— BEGIN LISTED RECORDS —

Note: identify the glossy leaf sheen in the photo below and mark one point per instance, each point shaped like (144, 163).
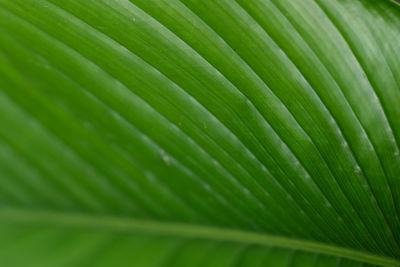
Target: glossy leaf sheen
(199, 133)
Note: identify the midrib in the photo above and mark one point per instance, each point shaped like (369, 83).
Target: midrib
(114, 223)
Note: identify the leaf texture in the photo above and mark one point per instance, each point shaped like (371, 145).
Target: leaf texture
(208, 133)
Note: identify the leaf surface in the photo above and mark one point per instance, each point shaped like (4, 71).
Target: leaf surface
(208, 133)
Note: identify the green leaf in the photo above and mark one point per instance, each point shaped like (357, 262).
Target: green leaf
(199, 133)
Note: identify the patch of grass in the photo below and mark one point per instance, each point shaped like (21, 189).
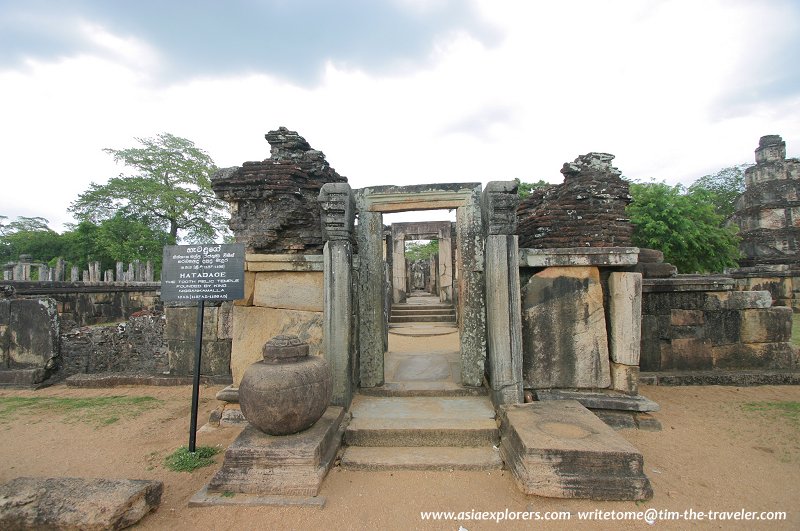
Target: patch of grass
(787, 410)
(182, 460)
(98, 410)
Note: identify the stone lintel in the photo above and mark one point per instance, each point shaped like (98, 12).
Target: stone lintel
(600, 399)
(579, 256)
(283, 262)
(688, 283)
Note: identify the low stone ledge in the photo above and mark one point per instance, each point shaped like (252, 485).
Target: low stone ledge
(76, 503)
(688, 283)
(579, 256)
(102, 380)
(599, 399)
(733, 378)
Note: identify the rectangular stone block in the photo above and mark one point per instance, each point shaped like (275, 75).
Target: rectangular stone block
(560, 449)
(289, 290)
(249, 289)
(755, 355)
(687, 354)
(253, 326)
(625, 378)
(767, 325)
(290, 465)
(564, 330)
(215, 360)
(181, 323)
(686, 317)
(625, 317)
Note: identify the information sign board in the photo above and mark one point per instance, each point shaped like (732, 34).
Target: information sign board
(212, 272)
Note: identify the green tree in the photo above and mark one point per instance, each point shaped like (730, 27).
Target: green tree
(29, 235)
(421, 251)
(722, 189)
(171, 190)
(684, 225)
(524, 189)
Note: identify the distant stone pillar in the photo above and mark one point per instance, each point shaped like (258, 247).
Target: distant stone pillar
(58, 276)
(503, 306)
(445, 266)
(338, 216)
(400, 284)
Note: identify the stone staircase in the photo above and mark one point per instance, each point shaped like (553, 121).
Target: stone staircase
(422, 312)
(421, 433)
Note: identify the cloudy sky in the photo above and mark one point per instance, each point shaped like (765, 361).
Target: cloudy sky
(394, 91)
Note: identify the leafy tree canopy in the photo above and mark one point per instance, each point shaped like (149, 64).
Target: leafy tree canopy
(722, 189)
(417, 250)
(170, 190)
(684, 225)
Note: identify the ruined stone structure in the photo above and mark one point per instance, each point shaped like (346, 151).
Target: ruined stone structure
(768, 212)
(274, 208)
(586, 210)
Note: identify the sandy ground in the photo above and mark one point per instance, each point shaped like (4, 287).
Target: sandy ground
(713, 454)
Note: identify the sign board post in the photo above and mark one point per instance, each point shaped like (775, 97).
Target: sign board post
(213, 272)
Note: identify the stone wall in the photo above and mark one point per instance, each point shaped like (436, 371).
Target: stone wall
(274, 207)
(701, 323)
(134, 346)
(580, 319)
(587, 210)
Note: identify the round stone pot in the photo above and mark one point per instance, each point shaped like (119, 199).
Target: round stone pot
(288, 391)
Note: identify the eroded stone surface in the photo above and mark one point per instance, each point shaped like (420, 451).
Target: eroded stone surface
(76, 503)
(561, 450)
(564, 329)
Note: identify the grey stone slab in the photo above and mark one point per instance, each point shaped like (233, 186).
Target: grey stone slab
(600, 399)
(579, 256)
(290, 465)
(76, 503)
(204, 498)
(562, 450)
(416, 458)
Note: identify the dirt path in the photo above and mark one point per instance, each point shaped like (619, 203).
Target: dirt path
(713, 454)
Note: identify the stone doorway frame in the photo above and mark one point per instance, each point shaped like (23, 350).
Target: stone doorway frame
(422, 230)
(371, 204)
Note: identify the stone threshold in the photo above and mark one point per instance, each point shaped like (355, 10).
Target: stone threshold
(734, 378)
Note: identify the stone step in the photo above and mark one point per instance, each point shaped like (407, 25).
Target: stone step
(422, 319)
(421, 458)
(422, 311)
(422, 421)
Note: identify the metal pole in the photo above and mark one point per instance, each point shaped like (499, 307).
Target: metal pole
(198, 349)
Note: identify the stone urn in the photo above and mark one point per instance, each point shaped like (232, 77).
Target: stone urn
(288, 391)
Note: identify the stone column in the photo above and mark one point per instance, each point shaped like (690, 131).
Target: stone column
(399, 273)
(371, 322)
(337, 216)
(471, 301)
(445, 266)
(625, 328)
(503, 306)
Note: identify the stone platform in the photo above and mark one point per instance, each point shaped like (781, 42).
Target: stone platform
(560, 449)
(281, 470)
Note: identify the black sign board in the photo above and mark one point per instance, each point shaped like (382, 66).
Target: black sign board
(212, 272)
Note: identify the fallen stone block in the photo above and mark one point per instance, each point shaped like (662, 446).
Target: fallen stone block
(76, 503)
(560, 449)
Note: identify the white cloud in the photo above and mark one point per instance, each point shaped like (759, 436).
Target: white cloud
(647, 81)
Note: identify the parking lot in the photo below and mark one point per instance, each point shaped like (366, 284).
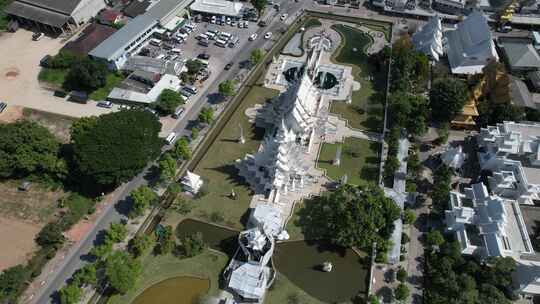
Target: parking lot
(19, 69)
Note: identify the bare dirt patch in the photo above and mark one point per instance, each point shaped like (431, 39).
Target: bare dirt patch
(17, 238)
(11, 114)
(59, 125)
(36, 205)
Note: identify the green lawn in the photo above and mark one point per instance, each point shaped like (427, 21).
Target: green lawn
(113, 80)
(366, 110)
(363, 166)
(284, 291)
(208, 265)
(218, 165)
(55, 77)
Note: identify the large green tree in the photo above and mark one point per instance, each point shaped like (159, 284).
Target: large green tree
(142, 198)
(86, 75)
(447, 98)
(122, 271)
(256, 56)
(28, 148)
(259, 5)
(116, 146)
(351, 216)
(168, 101)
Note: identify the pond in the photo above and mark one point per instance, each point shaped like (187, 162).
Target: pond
(179, 290)
(219, 238)
(301, 261)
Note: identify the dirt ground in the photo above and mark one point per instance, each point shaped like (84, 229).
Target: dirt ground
(36, 205)
(17, 238)
(19, 69)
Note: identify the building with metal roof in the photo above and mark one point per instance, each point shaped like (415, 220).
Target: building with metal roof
(133, 36)
(218, 7)
(53, 16)
(470, 46)
(520, 54)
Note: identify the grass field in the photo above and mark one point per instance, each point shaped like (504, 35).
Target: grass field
(207, 265)
(55, 77)
(366, 110)
(218, 166)
(113, 80)
(362, 166)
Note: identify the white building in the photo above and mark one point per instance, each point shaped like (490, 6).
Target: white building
(428, 39)
(470, 46)
(487, 225)
(218, 7)
(191, 182)
(511, 152)
(132, 37)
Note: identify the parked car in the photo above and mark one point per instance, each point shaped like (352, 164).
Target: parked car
(37, 36)
(203, 56)
(105, 104)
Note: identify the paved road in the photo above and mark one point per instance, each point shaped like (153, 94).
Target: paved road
(74, 259)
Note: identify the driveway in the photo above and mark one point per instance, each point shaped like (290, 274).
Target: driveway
(19, 69)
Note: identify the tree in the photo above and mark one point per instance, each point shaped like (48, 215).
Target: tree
(194, 66)
(447, 98)
(116, 233)
(259, 5)
(401, 275)
(256, 56)
(182, 150)
(116, 147)
(165, 243)
(168, 101)
(70, 294)
(50, 236)
(122, 271)
(193, 245)
(139, 244)
(86, 75)
(206, 115)
(12, 280)
(86, 275)
(167, 167)
(227, 88)
(408, 217)
(402, 292)
(434, 238)
(351, 216)
(142, 198)
(28, 148)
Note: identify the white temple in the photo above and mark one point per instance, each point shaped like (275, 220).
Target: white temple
(191, 182)
(250, 272)
(470, 46)
(487, 225)
(428, 39)
(453, 157)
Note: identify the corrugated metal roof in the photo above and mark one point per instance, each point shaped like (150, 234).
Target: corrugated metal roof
(37, 14)
(160, 12)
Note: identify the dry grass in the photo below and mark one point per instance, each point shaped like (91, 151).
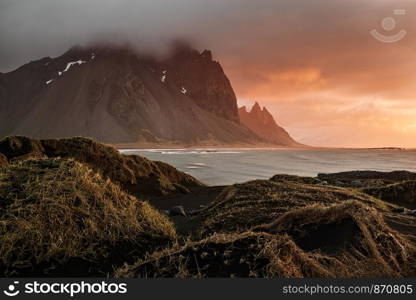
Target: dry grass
(3, 161)
(242, 206)
(135, 174)
(242, 255)
(351, 239)
(344, 240)
(58, 217)
(400, 193)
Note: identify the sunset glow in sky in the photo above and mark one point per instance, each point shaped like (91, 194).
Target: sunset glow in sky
(312, 63)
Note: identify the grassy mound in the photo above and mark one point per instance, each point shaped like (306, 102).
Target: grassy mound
(134, 173)
(345, 236)
(343, 240)
(401, 193)
(60, 218)
(242, 206)
(294, 178)
(243, 255)
(359, 179)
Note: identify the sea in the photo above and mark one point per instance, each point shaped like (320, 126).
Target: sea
(229, 166)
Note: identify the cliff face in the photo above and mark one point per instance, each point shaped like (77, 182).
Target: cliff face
(261, 122)
(203, 80)
(115, 95)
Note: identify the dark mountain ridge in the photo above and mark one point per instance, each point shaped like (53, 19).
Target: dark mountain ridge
(115, 95)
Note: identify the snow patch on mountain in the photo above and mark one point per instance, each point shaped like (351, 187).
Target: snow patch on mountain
(70, 64)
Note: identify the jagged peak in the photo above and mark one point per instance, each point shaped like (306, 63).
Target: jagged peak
(256, 108)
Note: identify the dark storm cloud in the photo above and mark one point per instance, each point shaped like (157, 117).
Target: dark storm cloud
(30, 29)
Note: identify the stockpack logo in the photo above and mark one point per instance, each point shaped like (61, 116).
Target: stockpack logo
(63, 288)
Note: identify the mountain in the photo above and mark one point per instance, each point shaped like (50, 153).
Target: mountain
(263, 124)
(115, 95)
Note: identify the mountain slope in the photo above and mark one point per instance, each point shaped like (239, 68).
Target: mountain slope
(116, 96)
(261, 122)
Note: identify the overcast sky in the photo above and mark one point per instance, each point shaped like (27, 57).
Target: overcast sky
(313, 63)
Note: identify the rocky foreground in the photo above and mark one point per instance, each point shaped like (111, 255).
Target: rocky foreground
(74, 207)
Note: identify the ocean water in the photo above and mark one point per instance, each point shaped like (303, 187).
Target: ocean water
(225, 166)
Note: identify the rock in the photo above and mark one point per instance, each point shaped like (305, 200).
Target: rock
(264, 125)
(194, 212)
(399, 210)
(178, 211)
(357, 183)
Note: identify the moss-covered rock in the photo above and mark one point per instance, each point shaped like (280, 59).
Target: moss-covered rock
(60, 218)
(349, 239)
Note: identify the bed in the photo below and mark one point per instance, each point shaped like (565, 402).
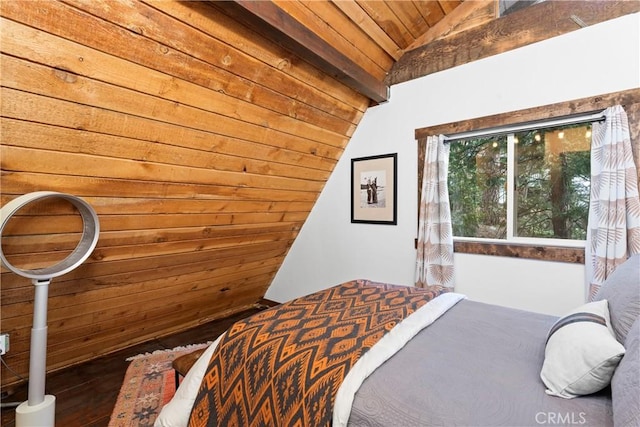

— END LISTED RECORDS —

SET PROBLEM: Locate every line in the data above that contains the string "bare", matching case exactly, and copy each of those lines.

TASK RESPONSE:
Note: identify the bare dirt patch in the photo above and mark one point per instance, each point shaped like (431, 39).
Target: bare dirt patch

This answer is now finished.